[STATED EXERCISE A]: What value does the integral in the math exam questions equal?

* begin TEXT EXCERPT *

Hence, or otherwise, show that
\[
\int_{0}^{\infty}((x^{2}+1)^{1/2}+x)^{-3}\,{\mathrm d}x
=\frac{3}{8}.
\]        

\end{question}

%%%%%%%%% Q3
\begin{question}
Which of the following statements are true
and which are false? Justify your answers.
\begin{questionparts}
\item $a^{\ln b}=b^{\ln a}$ for all $a,b>0$.

\item $\cos(\sin\theta)=\sin(\cos\theta)$ for all real $\theta$.

\item There exists  a polynomial $\mathrm{P}$ such that
$|\mathrm{P}(\theta)-\cos\theta|\leqslant 10^{-6}$
for all real $\theta$.
\item $x^{4}+3+x^{-4}\geqslant 5$ for all $x>0$.
\end{questionparts}
\end{question}

%%%%%% Q4 
\begin{question}
Prove that the rectangle of greatest
perimeter which can be inscribed in a given
circle is a square. 

The result changes if, instead of maximising the sum
of lengths of sides of the rectangle, we seek to
maximise the sum of $n$th powers of the lengths of those
sides for $n\geqslant 2$. What happens if $n=2$? 
What happens if $n=3$? Justify your answers.


	\end{question}

%%%%%%%%% Q5
\begin{question}
\begin{questionparts}
\item In the Argand diagram, the points $Q$ and
$A$ represent the complex numbers $4+6i$ and
$10+2i$. If $A$, $B$, $C$, $D$, $E$, $F$
are the vertices, taken in clockwise order, of 
a regular hexagon (regular six-sided polygon)
with centre $Q$, find the complex number which
represents $B$.

\item Let $a$, $b$ and $c$ be real numbers. Find a condition 
of the form $Aa+Bb+Cc=0$,
where $A$, $B$ and $C$ are integers,  which ensures that
\[\frac{a}{1+i}+\frac{b}{1+2i}+\frac{c}{1+3i}\]
is real. 
\end{questionparts}

	\end{question}
	
%%%%%%%%% Q6
\begin{question}
Let $a_{1}=\cos x$ with $0<x<\pi/2$
and let $b_{1}=1$. Given that
\begin{eqnarray*}
a_{n+1}&=&{\textstyle \frac{1}{2}}(a_{n}+b_{n}),\\[2mm]
b_{n+1}&=&(a_{n+1}b_{n})^{1/2},
\end{eqnarray*}
find $a_{2}$ and $b_{2}$ and show that
\[a_{3}=\cos\frac{x}{2}\cos^{2}\frac{x}{4}
\ \quad\mbox{and}\quad
\ b_{3}=\cos\frac{x}{2}\cos\frac{x}{4}.\] 
Guess general expressions for $a_{n}$ and $b_{n}$ (for $n\ge2$)
as products of cosines
and verify that they satisfy the given equations.
\end{question}
	
%%%%%%%%% Q7
\begin{question}
My bank pays $\rho$\% interest at the end of
each year. I start with nothing in my account.
Then for $m$ years I deposit $\pounds a$
in my  account at the beginning of each year. After the end of the $m$th year, 
I neither deposit nor withdraw for $l$ years.
Show that the total amount in my account at the end
of this period is
\[\pounds a\frac{r^{l+1}(r^{m}-1)}{r-1}\]
where $r=1+{\displaystyle \frac{\rho}{100}}$.

At the beginning of each
of the  $n$ years following this period I withdraw $\pounds b$
and this leaves my account empty after the $n$th withdrawal.

* end TEXT EXCERPT *
* begin STORED RECORDS *

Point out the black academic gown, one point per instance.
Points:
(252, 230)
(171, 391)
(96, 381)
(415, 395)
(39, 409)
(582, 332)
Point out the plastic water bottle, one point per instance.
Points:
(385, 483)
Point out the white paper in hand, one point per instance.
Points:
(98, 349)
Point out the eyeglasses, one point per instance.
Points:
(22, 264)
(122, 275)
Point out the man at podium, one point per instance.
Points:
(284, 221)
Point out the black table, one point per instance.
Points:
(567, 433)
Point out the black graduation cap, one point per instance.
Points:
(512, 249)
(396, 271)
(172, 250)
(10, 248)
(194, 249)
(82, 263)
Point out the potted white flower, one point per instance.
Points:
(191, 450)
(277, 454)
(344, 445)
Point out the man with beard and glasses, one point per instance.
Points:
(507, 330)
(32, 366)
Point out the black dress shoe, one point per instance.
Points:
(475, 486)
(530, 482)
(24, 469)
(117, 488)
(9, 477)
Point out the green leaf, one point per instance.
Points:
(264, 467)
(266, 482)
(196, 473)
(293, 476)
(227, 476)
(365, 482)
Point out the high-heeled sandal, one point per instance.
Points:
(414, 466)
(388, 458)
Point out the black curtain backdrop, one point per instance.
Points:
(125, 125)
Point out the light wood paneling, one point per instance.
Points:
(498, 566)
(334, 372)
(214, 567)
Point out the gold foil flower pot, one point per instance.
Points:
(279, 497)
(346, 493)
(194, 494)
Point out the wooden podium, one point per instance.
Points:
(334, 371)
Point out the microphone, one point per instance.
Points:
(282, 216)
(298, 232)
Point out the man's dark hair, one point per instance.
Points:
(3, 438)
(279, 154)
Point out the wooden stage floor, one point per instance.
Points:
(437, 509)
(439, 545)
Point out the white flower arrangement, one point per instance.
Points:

* end STORED RECORDS *

[STATED EXERCISE B]: Rewrite the records from the line containing "Point out the microphone, one" through the end of the records, requests included, and shift every coordinate in the answers up by 111.

[FULL SOLUTION A]: 3/8

[FULL SOLUTION B]:
Point out the microphone, one point per instance.
Points:
(393, 327)
(409, 343)
Point out the man's dark hair, one point per instance.
Points:
(114, 549)
(390, 265)
Point out the wooden stage floor, one point per instance.
Points:
(548, 620)
(550, 656)
Point out the white flower arrangement, one point per instance.
Points:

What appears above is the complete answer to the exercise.